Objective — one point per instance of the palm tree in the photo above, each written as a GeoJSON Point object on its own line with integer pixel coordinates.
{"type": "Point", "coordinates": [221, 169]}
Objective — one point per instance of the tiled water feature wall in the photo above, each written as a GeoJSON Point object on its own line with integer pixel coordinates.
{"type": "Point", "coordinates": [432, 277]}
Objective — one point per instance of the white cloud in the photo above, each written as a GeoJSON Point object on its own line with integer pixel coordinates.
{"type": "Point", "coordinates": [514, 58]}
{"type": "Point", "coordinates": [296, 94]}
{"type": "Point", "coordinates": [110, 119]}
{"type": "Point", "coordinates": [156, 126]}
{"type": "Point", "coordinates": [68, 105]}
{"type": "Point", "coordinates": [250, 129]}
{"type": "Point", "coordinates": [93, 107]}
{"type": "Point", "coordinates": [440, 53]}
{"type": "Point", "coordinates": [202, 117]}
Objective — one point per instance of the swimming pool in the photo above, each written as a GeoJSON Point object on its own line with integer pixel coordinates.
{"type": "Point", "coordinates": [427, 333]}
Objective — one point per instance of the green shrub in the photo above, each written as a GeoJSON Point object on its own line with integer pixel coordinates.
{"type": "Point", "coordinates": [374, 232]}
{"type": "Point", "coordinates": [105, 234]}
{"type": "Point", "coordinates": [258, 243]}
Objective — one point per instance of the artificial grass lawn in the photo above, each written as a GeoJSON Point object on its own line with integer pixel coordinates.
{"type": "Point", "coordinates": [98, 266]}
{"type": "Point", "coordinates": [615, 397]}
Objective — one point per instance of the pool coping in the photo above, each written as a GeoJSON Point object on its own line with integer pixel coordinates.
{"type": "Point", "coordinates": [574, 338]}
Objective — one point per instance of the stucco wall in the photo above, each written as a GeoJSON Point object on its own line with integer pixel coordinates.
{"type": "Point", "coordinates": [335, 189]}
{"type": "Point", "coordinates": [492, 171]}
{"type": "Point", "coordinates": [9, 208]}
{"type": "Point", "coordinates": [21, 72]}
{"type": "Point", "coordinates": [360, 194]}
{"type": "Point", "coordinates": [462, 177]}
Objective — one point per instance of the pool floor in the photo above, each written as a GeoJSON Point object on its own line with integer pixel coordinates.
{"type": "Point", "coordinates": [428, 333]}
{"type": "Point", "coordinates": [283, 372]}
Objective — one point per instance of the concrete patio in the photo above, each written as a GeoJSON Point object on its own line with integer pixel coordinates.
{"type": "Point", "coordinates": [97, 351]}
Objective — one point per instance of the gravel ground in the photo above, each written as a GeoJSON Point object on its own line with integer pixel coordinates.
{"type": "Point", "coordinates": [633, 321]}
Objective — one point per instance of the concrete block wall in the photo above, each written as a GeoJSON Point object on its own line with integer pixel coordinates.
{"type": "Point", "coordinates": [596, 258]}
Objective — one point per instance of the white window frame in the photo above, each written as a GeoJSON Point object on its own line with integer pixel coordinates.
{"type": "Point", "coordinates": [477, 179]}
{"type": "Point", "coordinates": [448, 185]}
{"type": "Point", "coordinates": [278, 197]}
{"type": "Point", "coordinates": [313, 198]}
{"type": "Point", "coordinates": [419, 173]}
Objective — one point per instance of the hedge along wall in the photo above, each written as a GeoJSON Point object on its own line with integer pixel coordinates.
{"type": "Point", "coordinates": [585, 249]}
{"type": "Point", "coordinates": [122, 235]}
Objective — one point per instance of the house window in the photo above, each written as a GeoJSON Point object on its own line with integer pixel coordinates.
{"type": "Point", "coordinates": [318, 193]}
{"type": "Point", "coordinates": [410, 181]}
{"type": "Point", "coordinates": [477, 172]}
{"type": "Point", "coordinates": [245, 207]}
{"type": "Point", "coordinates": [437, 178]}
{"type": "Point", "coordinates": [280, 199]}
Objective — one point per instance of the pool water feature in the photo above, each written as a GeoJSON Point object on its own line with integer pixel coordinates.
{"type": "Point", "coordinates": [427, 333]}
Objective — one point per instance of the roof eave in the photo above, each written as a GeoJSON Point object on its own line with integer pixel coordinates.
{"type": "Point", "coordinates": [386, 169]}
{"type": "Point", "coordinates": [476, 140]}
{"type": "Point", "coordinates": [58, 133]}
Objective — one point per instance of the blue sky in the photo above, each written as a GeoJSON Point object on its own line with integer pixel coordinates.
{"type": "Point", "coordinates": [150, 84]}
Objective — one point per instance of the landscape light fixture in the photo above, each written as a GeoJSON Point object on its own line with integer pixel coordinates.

## Requirements
Reproduce each entry from the records above, character for character.

## Solution to this problem
Objective — one point per instance of the palm tree in the photo above, each written as a GeoJSON Point object on its own line with integer pixel coordinates.
{"type": "Point", "coordinates": [221, 169]}
Objective — one point per instance of the tiled water feature wall in the photo above, each written as a GeoJSON Point object on its own line with integer pixel coordinates.
{"type": "Point", "coordinates": [432, 277]}
Objective — one point per instance of the white cloud in the photo above, each written as a GeoJSON Point object on its own line with integer pixel coordinates.
{"type": "Point", "coordinates": [514, 58]}
{"type": "Point", "coordinates": [296, 94]}
{"type": "Point", "coordinates": [110, 119]}
{"type": "Point", "coordinates": [156, 126]}
{"type": "Point", "coordinates": [68, 105]}
{"type": "Point", "coordinates": [250, 129]}
{"type": "Point", "coordinates": [93, 107]}
{"type": "Point", "coordinates": [440, 53]}
{"type": "Point", "coordinates": [202, 117]}
Objective — one point per instance of the swimming pool in the photo above, each written as a GeoJSON Point object on its own line with integer pixel coordinates.
{"type": "Point", "coordinates": [427, 333]}
Objective — one point per instance of the green shrub in the photo above, each written as a GeoJSON Point object on its own line with integer pixel coordinates.
{"type": "Point", "coordinates": [374, 232]}
{"type": "Point", "coordinates": [105, 234]}
{"type": "Point", "coordinates": [258, 243]}
Objective — one point per instance of the artificial grass lawn in the photo above, each written as a GeoJSON Point object on its own line with integer pixel coordinates.
{"type": "Point", "coordinates": [98, 266]}
{"type": "Point", "coordinates": [615, 397]}
Objective — one point per instance of the pool coping in the photo above, each written as a GeoJSON Point object on its own line with integer pixel coordinates.
{"type": "Point", "coordinates": [574, 338]}
Objective — one point per instance of the stucco wall in the photo above, each written as a GeoJSON Point object on its own line with integer pixel coordinates.
{"type": "Point", "coordinates": [335, 189]}
{"type": "Point", "coordinates": [492, 171]}
{"type": "Point", "coordinates": [9, 208]}
{"type": "Point", "coordinates": [21, 72]}
{"type": "Point", "coordinates": [360, 194]}
{"type": "Point", "coordinates": [462, 177]}
Objective — one point per instance of the pool floor in the photo above, each written as a GeoJSON Point object on its own line with integer pixel coordinates.
{"type": "Point", "coordinates": [428, 333]}
{"type": "Point", "coordinates": [283, 372]}
Objective — one point per instance of the concrete patio in the photo above, each written as a GeoJSON Point object on its own line with integer pixel coordinates.
{"type": "Point", "coordinates": [97, 351]}
Objective — one point per instance of the gravel ground in the photo above, each written as a GeoJSON Point object on its own line with integer pixel coordinates.
{"type": "Point", "coordinates": [633, 321]}
Objective — one point per instance of the concrete block wall in the photo above, each written as a GeoJSON Point object on its own line with integer pixel coordinates.
{"type": "Point", "coordinates": [596, 258]}
Objective — one point per instance of the white window frame in the photo above, each written as a GeoJSON Point object on its own line with integer pixel coordinates.
{"type": "Point", "coordinates": [477, 179]}
{"type": "Point", "coordinates": [448, 185]}
{"type": "Point", "coordinates": [278, 197]}
{"type": "Point", "coordinates": [313, 198]}
{"type": "Point", "coordinates": [419, 173]}
Objective — one point per instance of the hedge along wall in the photo above, each written as a GeoJSON Point object on its own line with integer pixel coordinates.
{"type": "Point", "coordinates": [585, 249]}
{"type": "Point", "coordinates": [122, 235]}
Objective — one point per instance of the house window in the photo above, each written as a GeoJSON Point object on its own line with integer pixel coordinates.
{"type": "Point", "coordinates": [318, 193]}
{"type": "Point", "coordinates": [410, 181]}
{"type": "Point", "coordinates": [477, 172]}
{"type": "Point", "coordinates": [245, 207]}
{"type": "Point", "coordinates": [437, 178]}
{"type": "Point", "coordinates": [280, 199]}
Objective — one point per instance of the pool water feature in the photo above, each written as a GeoJSON Point object on its own line with integer pixel coordinates.
{"type": "Point", "coordinates": [427, 333]}
Objective — one point per instance of the roof eave in the photo above, each written as a GeoJSON Point object on its own line with integer pixel coordinates.
{"type": "Point", "coordinates": [386, 169]}
{"type": "Point", "coordinates": [476, 140]}
{"type": "Point", "coordinates": [58, 133]}
Objective — one point per instance of the blue sky in the photo above, each written as a GeoJSON Point object on its own line with integer pixel coordinates.
{"type": "Point", "coordinates": [150, 84]}
Objective — one point per instance of the landscape light fixture in the photo above, each written as a GeoJSON Point object on its own line with integer pixel coordinates.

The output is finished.